(SOURCE TEXT)
== == ==

Valid points, it was about correlation of the results from food edge to cutting other things. I was trying to get a better understanding of why one would be great at something and poor at the other.


----------



## Lars (Jul 27, 2017)

This is terrible, because I have way more invested in stones than knives, but when I keep it really simple, like JNS1K to JNS Aoto Matakusuyama I get edges that cuts better and lasts longer than when I was using more stones in the progression.
Sure, less stones less opportunity for mistakes is very valid for me, but still - this have been working for me lately.
Only with steels that are hard to sharpen, will I resort to more stones and strops for finishing and deburring. 
Of course this will all change again, but for know it really works for me to keep it simple.

Lars


----------



## Barmoley (Jul 27, 2017)

== == ==

Location identification items:
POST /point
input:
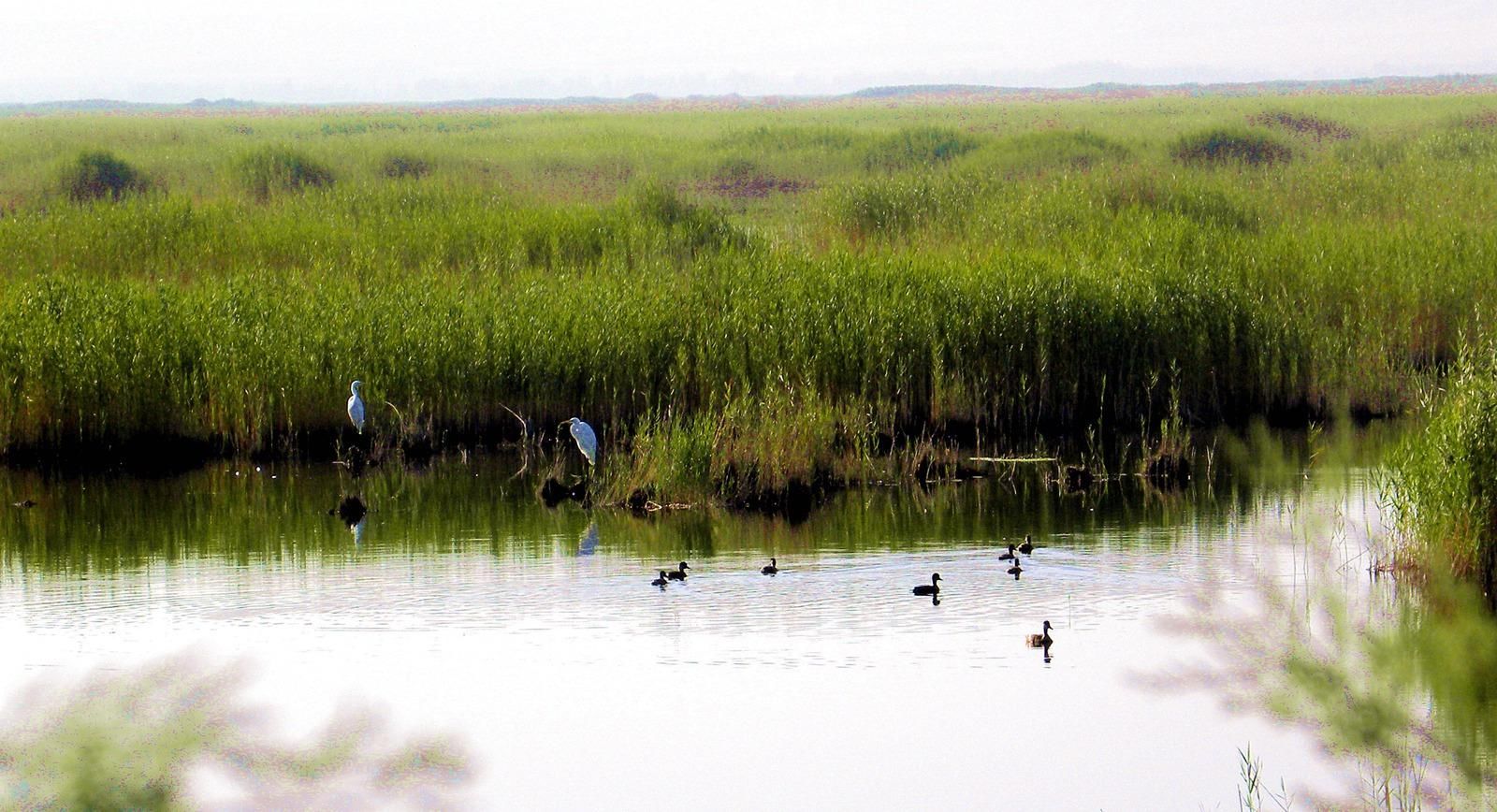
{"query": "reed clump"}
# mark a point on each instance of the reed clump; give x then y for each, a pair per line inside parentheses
(271, 169)
(1444, 480)
(97, 174)
(1231, 146)
(1000, 274)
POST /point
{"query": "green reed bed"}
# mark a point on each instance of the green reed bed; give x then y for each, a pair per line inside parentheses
(740, 300)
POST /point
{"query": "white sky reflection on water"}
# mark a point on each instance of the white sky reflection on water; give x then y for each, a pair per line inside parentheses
(580, 685)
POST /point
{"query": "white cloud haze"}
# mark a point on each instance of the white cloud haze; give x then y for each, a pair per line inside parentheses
(384, 51)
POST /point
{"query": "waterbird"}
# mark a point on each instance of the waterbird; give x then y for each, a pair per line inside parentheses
(1039, 640)
(356, 406)
(932, 589)
(586, 440)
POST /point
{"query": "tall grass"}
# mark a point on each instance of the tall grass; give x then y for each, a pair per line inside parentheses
(1444, 480)
(1027, 271)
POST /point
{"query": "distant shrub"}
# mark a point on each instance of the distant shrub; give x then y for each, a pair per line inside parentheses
(917, 147)
(406, 167)
(97, 174)
(1231, 146)
(1302, 124)
(891, 207)
(273, 169)
(1055, 149)
(1204, 206)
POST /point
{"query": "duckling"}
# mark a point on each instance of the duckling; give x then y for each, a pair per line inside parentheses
(932, 589)
(1039, 640)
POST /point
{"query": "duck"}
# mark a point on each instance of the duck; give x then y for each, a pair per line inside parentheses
(1039, 640)
(932, 589)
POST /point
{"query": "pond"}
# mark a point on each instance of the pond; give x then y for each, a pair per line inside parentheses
(535, 635)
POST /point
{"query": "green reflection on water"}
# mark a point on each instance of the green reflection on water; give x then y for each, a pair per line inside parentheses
(281, 515)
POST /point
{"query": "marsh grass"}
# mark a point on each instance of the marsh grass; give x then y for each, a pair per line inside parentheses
(271, 169)
(101, 176)
(1037, 274)
(1442, 483)
(1231, 146)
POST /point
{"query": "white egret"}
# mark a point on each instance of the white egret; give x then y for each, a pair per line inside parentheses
(586, 440)
(356, 406)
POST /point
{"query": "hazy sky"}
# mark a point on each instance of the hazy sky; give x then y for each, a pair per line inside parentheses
(374, 50)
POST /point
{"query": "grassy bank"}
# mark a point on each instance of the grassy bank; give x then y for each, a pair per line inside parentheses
(1444, 480)
(741, 301)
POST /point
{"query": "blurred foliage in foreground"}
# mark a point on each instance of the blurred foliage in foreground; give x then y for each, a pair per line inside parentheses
(161, 737)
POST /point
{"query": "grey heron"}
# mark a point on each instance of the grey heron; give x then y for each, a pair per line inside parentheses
(586, 440)
(356, 406)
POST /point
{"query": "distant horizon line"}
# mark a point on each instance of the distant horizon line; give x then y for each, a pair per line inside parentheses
(1463, 81)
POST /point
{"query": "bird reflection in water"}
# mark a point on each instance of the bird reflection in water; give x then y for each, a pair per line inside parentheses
(588, 544)
(1040, 640)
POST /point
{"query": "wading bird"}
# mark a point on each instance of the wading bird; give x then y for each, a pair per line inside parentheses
(1039, 640)
(586, 440)
(932, 589)
(356, 406)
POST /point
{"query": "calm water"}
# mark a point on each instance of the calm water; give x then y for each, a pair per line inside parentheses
(464, 605)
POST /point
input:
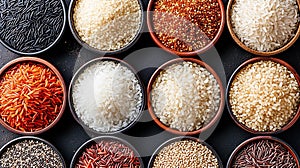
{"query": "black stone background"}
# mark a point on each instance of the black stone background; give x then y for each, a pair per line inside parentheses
(68, 135)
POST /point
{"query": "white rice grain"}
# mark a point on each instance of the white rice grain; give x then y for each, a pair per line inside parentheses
(265, 25)
(107, 96)
(185, 96)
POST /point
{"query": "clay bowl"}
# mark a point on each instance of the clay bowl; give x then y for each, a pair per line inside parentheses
(183, 138)
(71, 88)
(255, 140)
(36, 139)
(96, 50)
(184, 54)
(35, 60)
(255, 52)
(99, 139)
(251, 61)
(212, 122)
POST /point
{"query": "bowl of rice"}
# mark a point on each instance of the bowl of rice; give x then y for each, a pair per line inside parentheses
(185, 151)
(185, 28)
(106, 96)
(263, 151)
(263, 95)
(106, 27)
(33, 96)
(185, 96)
(264, 28)
(30, 151)
(106, 151)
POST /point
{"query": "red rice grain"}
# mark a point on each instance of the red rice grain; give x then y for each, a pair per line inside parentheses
(31, 97)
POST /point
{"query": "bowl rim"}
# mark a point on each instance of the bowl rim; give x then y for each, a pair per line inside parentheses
(237, 70)
(244, 144)
(60, 78)
(185, 54)
(23, 138)
(104, 52)
(97, 139)
(182, 138)
(255, 52)
(75, 77)
(218, 113)
(54, 43)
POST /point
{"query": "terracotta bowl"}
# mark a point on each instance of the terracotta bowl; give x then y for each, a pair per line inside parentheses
(255, 52)
(184, 54)
(70, 95)
(23, 138)
(56, 72)
(95, 50)
(251, 61)
(98, 139)
(244, 144)
(175, 131)
(182, 138)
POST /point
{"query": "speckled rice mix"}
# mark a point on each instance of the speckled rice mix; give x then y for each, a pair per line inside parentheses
(264, 96)
(185, 154)
(185, 96)
(30, 153)
(107, 25)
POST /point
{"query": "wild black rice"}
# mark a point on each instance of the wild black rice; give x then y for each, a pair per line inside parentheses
(264, 153)
(30, 26)
(30, 153)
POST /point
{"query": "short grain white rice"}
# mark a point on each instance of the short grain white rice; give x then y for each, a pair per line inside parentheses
(107, 96)
(107, 25)
(265, 25)
(264, 96)
(185, 96)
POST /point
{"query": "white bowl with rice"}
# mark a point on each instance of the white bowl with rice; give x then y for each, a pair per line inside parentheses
(106, 96)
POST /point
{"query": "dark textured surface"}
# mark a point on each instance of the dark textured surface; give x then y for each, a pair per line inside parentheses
(146, 136)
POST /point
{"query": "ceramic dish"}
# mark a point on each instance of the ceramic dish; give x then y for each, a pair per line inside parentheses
(255, 52)
(229, 106)
(210, 44)
(75, 79)
(36, 95)
(210, 123)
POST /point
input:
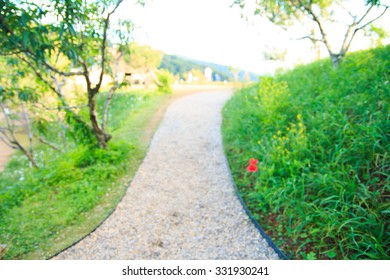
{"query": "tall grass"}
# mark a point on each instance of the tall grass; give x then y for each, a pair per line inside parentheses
(322, 138)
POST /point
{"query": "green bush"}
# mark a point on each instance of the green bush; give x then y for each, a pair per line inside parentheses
(322, 139)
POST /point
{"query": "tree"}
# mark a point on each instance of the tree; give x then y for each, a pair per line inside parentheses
(144, 59)
(318, 14)
(40, 34)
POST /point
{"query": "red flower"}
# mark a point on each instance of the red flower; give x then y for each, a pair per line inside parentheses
(252, 168)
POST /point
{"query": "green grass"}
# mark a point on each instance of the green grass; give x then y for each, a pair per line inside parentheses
(43, 211)
(322, 138)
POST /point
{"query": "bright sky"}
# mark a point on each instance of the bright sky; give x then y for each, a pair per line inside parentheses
(212, 31)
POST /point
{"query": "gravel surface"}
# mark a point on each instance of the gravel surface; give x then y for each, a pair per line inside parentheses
(181, 203)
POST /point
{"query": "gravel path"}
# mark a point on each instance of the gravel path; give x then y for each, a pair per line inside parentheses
(181, 203)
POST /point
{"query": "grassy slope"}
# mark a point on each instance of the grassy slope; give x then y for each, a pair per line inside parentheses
(322, 139)
(44, 211)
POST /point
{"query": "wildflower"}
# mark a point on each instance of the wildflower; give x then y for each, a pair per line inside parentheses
(252, 165)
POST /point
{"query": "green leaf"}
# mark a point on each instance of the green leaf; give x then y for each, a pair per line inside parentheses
(332, 254)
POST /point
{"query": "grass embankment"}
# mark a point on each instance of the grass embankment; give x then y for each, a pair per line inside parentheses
(322, 138)
(43, 211)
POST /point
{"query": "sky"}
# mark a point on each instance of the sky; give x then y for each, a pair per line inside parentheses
(213, 31)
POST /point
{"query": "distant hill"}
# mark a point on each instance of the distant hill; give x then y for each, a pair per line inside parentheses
(181, 66)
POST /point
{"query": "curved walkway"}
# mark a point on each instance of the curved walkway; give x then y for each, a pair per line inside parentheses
(181, 203)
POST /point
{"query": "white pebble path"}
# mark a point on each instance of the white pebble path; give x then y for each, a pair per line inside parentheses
(182, 203)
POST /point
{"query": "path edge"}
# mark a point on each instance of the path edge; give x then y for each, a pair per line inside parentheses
(279, 252)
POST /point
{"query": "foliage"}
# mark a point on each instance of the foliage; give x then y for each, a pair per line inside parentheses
(320, 15)
(143, 57)
(37, 207)
(165, 81)
(321, 136)
(58, 40)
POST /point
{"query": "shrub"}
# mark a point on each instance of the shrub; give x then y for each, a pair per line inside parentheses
(322, 139)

== == ==

(SET TASK 1) Condense the paragraph in the sharpening thread that begins "This is terrible, because" into a short bulleted list that keeps its main facts.
(SET TASK 2) List every sharpening tool, whether named specifically or by type, that Lars mentions in his post in the sharpening thread.
(SET TASK 3) Repeat word for word the passage of the sharpening thread from "Valid points, it" to "finishing and deburring.".
The rows have no connection to the text.

(COMPLETE ANSWER 1)
- Lars has more invested in stones than knives. Still, a simple progression such as JNS1K to JNS Aoto Matakusuyama gives him edges that cut better and last longer than his earlier longer progressions did.
- Fewer stones mean fewer chances for mistakes, but the simple approach has been working for him lately.
- He uses more stones and strops for finishing and deburring only with steels that are hard to sharpen.
- He expects this to change again, but for now keeping it simple works for him.

(COMPLETE ANSWER 2)
- Stones
- JNS1K
- JNS Aoto Matakusuyama
- Strops

(COMPLETE ANSWER 3)
Valid points, it was about correlation of the results from food edge to cutting other things. I was trying to get a better understanding of why one would be great at something and poor at the other.


----------



## Lars (Jul 27, 2017)

This is terrible, because I have way more invested in stones than knives, but when I keep it really simple, like JNS1K to JNS Aoto Matakusuyama I get edges that cuts better and lasts longer than when I was using more stones in the progression.
Sure, less stones less opportunity for mistakes is very valid for me, but still - this have been working for me lately.
Only with steels that are hard to sharpen, will I resort to more stones and strops for finishing and deburring.